### Task instructions:
Your task is to write out the lines from the line containing "of the seechat.de" through the last line of the material, exactly.

### Input for this task:
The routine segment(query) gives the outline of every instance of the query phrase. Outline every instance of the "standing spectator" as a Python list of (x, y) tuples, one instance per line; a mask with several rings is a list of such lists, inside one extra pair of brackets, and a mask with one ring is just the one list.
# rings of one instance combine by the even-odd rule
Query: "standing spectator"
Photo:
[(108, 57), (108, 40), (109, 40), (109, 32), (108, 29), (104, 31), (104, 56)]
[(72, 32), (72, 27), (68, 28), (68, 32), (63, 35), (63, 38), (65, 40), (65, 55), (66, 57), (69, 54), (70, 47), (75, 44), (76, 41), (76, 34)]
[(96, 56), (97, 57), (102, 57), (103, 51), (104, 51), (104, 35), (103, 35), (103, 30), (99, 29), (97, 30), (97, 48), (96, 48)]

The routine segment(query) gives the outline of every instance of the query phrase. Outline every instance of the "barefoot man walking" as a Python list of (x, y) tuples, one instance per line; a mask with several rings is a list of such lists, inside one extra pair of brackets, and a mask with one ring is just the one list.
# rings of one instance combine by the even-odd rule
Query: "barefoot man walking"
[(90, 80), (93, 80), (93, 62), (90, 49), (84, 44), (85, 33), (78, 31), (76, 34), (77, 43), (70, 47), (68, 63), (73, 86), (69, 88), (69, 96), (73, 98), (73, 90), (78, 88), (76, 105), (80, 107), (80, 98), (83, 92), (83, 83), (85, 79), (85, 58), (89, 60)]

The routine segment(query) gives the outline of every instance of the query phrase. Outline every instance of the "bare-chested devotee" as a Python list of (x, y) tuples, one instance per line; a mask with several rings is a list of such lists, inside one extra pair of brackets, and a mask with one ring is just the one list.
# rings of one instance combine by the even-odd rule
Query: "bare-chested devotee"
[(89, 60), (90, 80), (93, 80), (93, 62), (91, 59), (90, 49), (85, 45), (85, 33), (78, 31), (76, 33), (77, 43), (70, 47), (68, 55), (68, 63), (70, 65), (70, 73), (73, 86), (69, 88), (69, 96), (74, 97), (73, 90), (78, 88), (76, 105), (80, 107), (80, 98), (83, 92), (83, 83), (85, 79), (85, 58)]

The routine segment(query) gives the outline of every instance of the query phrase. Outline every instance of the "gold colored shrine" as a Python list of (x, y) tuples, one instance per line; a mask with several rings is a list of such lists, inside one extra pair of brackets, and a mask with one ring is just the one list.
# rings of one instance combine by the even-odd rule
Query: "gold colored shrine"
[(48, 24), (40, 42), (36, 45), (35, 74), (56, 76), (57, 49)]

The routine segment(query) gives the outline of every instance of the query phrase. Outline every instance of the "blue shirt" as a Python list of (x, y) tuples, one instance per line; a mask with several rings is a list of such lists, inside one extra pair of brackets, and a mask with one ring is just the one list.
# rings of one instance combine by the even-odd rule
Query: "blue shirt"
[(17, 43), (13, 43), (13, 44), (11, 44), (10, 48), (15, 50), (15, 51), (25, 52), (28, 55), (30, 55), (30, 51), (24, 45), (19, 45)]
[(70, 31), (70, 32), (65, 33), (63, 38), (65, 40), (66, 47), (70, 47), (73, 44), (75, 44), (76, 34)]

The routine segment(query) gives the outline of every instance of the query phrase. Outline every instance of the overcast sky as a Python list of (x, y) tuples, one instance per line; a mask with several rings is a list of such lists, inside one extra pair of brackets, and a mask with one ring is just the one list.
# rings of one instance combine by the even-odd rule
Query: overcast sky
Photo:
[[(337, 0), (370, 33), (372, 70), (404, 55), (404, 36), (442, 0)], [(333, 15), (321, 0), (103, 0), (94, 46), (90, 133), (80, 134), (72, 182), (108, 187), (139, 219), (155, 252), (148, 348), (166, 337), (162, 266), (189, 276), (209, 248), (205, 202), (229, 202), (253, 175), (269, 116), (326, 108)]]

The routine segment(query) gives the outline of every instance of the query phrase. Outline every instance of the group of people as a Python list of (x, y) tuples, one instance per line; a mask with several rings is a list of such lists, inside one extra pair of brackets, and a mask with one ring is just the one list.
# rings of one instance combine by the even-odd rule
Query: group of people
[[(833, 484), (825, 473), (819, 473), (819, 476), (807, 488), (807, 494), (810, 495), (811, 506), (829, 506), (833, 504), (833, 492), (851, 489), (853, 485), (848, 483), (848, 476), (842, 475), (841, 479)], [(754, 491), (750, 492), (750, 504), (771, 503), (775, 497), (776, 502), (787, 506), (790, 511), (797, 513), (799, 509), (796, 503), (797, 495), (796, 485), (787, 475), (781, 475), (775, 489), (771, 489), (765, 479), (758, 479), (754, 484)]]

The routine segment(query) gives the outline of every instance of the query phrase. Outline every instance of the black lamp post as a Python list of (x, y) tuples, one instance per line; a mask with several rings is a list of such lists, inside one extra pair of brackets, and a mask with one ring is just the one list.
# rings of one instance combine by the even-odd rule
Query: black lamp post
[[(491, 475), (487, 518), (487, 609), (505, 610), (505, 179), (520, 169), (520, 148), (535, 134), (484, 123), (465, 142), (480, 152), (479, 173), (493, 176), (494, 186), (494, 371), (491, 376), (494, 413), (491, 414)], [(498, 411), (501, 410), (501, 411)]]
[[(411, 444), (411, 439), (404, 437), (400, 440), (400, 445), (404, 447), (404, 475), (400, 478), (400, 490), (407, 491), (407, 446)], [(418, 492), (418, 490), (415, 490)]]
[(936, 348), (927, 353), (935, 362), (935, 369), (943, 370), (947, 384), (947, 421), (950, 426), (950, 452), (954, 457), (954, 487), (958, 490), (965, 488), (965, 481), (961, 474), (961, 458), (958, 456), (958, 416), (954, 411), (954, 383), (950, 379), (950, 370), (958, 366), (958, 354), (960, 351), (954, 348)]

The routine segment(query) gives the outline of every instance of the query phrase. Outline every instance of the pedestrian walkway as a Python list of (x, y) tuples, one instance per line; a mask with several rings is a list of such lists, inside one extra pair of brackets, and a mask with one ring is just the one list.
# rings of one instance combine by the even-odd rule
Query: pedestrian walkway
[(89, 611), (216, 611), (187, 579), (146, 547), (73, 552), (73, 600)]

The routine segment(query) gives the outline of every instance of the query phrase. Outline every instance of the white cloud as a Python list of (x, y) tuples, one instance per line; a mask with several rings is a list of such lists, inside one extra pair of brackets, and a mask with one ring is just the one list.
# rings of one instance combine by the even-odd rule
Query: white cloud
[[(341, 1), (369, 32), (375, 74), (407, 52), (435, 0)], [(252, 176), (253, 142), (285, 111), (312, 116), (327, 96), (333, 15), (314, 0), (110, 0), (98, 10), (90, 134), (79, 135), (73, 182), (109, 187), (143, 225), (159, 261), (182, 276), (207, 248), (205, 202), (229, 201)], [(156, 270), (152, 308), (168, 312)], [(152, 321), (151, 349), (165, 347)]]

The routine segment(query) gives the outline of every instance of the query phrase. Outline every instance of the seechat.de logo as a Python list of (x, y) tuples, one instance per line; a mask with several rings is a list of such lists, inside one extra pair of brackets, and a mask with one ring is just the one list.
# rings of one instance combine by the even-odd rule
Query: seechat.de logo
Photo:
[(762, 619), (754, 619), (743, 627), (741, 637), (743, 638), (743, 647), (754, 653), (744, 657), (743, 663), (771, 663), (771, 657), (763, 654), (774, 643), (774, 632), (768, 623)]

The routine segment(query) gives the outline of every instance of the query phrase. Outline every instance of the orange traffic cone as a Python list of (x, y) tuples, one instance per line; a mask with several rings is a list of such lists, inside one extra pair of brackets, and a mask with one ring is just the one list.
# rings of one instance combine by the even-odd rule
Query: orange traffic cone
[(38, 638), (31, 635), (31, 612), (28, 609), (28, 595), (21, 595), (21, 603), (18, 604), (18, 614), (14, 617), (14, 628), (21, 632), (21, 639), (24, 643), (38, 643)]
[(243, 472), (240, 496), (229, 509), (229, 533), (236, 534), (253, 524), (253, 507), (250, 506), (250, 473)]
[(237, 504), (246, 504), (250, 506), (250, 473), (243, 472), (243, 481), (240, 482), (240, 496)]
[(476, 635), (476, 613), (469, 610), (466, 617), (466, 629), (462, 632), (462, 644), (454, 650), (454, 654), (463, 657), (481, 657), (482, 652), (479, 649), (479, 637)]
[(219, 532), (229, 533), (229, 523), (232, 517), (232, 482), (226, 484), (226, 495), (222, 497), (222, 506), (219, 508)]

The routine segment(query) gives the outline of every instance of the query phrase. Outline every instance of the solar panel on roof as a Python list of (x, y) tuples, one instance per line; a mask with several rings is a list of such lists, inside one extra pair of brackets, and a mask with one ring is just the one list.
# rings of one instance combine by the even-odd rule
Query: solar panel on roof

### Worked solution:
The routine segment(query) gives the outline of every instance of the query phrase. Outline every instance of the seechat.de logo as a Python list of (x, y) tuples, one instance per line; a mask with several rings is a list of such lists, inside one extra pair of brackets, and a mask with one ring is just the one list.
# rings of one instance combine by the even-odd rule
Query: seechat.de logo
Photo:
[(762, 619), (754, 619), (743, 627), (741, 637), (743, 638), (743, 647), (754, 653), (744, 657), (743, 663), (771, 663), (771, 657), (763, 654), (774, 643), (774, 632), (768, 623)]

The routine segment(query) gives the outline of every instance of the query phrase. Outline every instance of the orange traffic cone as a Python list of (x, y) tuples, one instance per line; a mask with several rings is a list of such lists, inside one extra pair of brackets, and a mask with one ring is just the one list.
# rings of one instance combine by the even-odd rule
Query: orange traffic cone
[(38, 638), (31, 635), (31, 612), (28, 609), (28, 595), (21, 595), (21, 603), (18, 604), (18, 614), (14, 617), (14, 628), (21, 632), (21, 639), (24, 643), (38, 643)]
[(243, 472), (240, 496), (229, 509), (229, 533), (236, 534), (253, 524), (253, 507), (250, 506), (250, 473)]
[(237, 504), (246, 504), (250, 506), (250, 473), (243, 472), (243, 481), (240, 482), (240, 496)]
[(476, 635), (476, 613), (469, 610), (466, 617), (466, 629), (462, 632), (462, 644), (454, 650), (454, 654), (463, 657), (481, 657), (482, 652), (479, 649), (479, 637)]
[(219, 532), (229, 533), (229, 523), (232, 517), (232, 482), (226, 484), (226, 495), (222, 497), (222, 506), (219, 508)]

The routine segment(query) gives the outline of every instance of the query phrase. Outline every instance of the solar panel on roof as a Python list of (x, y) tuples, one instance per line; a mask with several rings is a list of such lists, inside one extra pair of brackets, and a mask with one ring is just the one list.
# rings of one instance combine by the even-odd rule
Query: solar panel on roof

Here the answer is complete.